▸ **WHAT YOU ARE ASKED TO DO**: Starting with the line that contains "Where can the carved roof" and going on through the end of the rows below, write those lines out again with "cornice" changed to "frieze" and everything else left as it is.

▸ **DATA RECORDS**:
━━━━━━

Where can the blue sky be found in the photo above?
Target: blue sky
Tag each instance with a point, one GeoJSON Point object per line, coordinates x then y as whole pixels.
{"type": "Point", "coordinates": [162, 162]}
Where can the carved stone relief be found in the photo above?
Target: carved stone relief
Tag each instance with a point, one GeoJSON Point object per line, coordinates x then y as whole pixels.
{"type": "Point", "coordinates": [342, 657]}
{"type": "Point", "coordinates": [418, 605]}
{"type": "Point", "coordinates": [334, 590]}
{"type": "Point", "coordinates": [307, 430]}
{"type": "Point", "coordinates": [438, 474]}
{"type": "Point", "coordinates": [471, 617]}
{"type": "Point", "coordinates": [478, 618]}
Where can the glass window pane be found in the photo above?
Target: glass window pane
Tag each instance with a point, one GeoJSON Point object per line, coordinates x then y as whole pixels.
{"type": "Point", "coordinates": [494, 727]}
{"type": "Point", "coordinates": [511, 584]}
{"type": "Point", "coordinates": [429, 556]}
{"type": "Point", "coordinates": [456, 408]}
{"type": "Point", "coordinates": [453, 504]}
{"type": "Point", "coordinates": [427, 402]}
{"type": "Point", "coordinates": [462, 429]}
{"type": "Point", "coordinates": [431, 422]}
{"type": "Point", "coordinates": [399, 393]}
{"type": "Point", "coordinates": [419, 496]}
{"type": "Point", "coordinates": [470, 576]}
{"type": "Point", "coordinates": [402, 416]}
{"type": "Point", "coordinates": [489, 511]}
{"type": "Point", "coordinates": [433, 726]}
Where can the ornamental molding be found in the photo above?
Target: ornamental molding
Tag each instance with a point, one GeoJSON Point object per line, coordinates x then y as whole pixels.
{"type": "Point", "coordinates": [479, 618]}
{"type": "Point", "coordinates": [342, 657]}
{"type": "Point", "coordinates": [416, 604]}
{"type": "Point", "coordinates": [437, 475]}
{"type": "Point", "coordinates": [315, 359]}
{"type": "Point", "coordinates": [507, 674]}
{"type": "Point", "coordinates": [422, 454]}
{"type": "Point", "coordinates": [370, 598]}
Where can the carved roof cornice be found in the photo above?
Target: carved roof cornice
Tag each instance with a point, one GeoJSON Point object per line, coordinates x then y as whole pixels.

━━━━━━

▸ **RESULT OF THE TASK**:
Where can the carved roof frieze be found in the photo above?
Target: carved roof frieze
Tag each instance with a point, one GeoJSON Point object per line, coordinates x then y as whole pixels.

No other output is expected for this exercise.